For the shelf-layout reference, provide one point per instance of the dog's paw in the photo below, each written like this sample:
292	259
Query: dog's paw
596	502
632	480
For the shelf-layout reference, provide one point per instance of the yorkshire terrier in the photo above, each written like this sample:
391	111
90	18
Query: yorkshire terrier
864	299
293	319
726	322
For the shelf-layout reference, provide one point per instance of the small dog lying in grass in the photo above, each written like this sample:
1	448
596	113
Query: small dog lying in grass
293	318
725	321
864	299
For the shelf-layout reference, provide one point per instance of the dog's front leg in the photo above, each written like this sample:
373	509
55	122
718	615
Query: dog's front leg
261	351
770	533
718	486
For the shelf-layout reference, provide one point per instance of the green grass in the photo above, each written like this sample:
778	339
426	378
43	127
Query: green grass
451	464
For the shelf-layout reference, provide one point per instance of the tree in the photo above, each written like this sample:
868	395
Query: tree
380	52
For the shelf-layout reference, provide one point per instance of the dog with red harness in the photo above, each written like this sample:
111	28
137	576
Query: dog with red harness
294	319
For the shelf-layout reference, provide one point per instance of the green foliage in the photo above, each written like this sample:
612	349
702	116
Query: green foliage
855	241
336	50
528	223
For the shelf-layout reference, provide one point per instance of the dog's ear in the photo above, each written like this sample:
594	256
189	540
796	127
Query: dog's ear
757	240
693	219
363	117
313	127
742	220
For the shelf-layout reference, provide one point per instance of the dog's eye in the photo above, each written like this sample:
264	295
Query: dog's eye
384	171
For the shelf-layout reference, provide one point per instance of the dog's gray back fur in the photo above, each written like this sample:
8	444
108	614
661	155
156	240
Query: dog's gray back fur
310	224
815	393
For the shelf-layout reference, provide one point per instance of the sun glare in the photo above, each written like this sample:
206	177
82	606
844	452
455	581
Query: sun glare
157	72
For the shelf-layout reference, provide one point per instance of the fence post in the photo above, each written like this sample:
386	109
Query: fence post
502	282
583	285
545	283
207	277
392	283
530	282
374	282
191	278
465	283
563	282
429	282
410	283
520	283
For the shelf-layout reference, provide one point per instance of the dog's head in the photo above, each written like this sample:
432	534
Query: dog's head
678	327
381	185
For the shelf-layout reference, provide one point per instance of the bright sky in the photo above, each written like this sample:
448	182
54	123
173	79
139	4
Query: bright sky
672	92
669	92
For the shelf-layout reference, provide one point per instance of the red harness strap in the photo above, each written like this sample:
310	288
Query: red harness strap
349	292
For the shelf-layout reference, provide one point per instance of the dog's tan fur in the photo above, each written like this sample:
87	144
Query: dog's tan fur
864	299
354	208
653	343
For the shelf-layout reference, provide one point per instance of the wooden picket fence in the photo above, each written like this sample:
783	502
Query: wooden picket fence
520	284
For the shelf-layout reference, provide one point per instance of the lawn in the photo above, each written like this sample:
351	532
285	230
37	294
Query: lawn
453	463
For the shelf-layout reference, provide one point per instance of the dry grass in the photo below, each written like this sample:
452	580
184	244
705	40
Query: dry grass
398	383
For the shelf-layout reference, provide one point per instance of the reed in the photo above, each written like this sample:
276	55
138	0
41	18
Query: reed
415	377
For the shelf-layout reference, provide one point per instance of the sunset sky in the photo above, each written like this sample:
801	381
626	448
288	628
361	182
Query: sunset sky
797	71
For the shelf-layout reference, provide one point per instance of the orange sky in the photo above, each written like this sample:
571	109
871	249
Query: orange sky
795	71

---+---

__What is needed__.
Reproduce the part of the data that opens with the line containing "the dry grass" and runs through the end, replacing each "sky" with "horizon" and leaving everything else unchanged.

__Written solution__.
For the shelf-layout reference, provide one point per instance of the dry grass in the photo below, each written like this sample:
452	580
184	244
705	40
Query: dry grass
398	383
For the shelf-layout reference, provide one point per instance of the reed in the photo above, each written like this sample:
276	55
138	0
41	18
Query: reed
415	377
For the shelf-layout reference, provide one point per instance of the sunset horizon in the photo above, each written like this sample:
801	381
626	448
288	628
361	182
Query: sunset horizon
797	71
For the shelf-layout reference, provide one point per instance of the orange horizon in the photo above, each written like this sample:
571	109
871	249
Query: orange horizon
795	71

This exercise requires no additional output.